GIVEN DATA →
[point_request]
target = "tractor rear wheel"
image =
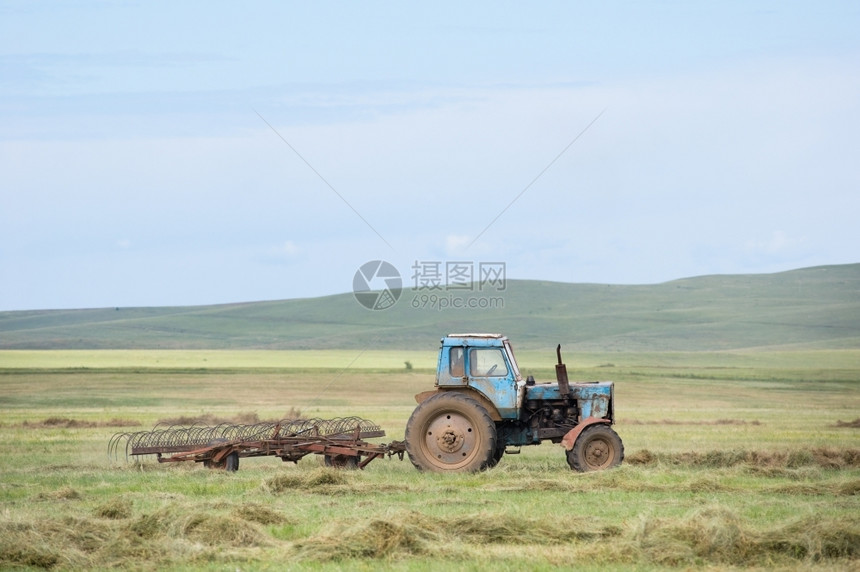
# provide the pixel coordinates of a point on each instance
(598, 447)
(451, 432)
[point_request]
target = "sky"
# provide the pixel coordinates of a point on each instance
(184, 153)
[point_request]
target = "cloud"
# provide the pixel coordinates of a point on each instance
(778, 242)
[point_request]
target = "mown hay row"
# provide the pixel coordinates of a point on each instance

WORK TO COMPLETE →
If a line in the records contains the string "target", include it in the count; report that count alone.

ANSWER SECTION →
4